GIVEN TASK: Everything from the line with "Check that every instance of the vest" to the end of the data should be restated word for word, and nothing before it.

EXERCISE DATA:

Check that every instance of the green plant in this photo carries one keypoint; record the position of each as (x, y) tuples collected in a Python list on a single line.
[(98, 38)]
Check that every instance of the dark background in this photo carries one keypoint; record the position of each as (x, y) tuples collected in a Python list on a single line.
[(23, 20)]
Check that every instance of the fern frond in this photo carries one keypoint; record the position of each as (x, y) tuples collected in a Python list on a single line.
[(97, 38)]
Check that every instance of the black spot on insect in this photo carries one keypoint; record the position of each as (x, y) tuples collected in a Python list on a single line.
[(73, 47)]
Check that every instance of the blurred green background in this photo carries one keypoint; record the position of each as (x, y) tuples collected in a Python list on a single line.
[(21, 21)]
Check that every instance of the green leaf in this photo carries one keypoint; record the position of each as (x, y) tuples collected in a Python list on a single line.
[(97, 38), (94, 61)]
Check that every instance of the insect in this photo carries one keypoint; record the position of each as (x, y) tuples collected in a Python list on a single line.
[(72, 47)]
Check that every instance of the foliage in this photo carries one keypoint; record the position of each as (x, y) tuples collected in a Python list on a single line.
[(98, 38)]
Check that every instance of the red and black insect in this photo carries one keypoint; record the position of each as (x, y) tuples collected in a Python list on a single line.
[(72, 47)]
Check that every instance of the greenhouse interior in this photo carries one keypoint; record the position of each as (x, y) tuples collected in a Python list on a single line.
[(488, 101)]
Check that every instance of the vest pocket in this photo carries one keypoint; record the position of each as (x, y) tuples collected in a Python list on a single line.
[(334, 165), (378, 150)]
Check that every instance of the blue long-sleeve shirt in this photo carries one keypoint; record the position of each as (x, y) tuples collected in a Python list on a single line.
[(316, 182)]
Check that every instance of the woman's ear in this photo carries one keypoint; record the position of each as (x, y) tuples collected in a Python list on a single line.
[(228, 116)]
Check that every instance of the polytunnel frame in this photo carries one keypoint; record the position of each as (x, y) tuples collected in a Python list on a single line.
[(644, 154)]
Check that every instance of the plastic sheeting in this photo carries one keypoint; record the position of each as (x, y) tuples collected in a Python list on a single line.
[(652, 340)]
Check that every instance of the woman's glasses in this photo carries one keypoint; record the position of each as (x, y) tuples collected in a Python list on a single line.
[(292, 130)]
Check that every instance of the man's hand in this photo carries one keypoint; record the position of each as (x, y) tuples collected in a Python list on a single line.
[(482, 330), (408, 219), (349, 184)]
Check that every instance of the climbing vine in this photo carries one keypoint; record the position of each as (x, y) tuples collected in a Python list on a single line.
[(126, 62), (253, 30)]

ANSWER TO THIS TASK:
Check that every instance of the vest pocket in this photo carries one keypoint; record the position of each as (x, y) tuples collected in a Python list on a single line.
[(334, 165), (378, 150)]
Check that every instance of the blue long-sleeve shirt in this photo carries one keypoint; record the position of each as (x, y) tuples collected in a Python list on a single line.
[(316, 182)]
Check that every instance of the woman's ear in this photo carries one keypoint; record the position of each as (x, y) tuples collected in a Python list on a single line.
[(228, 116)]
Check that every instance of the polytunnel frame in this photo carries one keypoint; record the position of each as (x, y) tuples collected in a Python list on a single line.
[(644, 154)]
Check that every instance of the plastic sheeting in this photo carries one keypoint; record the position of each as (x, y) tuples collected in a Python list on a single line.
[(652, 340)]
Check that every instance of the woman's glasses in this photo carries one keypoint; record the position of each as (x, y) tuples collected in a Python list on a single line.
[(292, 130)]
Check that every instance of the man's hand in this photo carries one keypoint; record the position of each as (x, y) tuples collected in a Python list on a single line.
[(482, 330), (408, 219), (349, 184)]
Check that every instance of the climbing vine in this photo carries one keypoint; record the position of each as (x, y) tuples collected in a Python list on a single line.
[(126, 62), (253, 30)]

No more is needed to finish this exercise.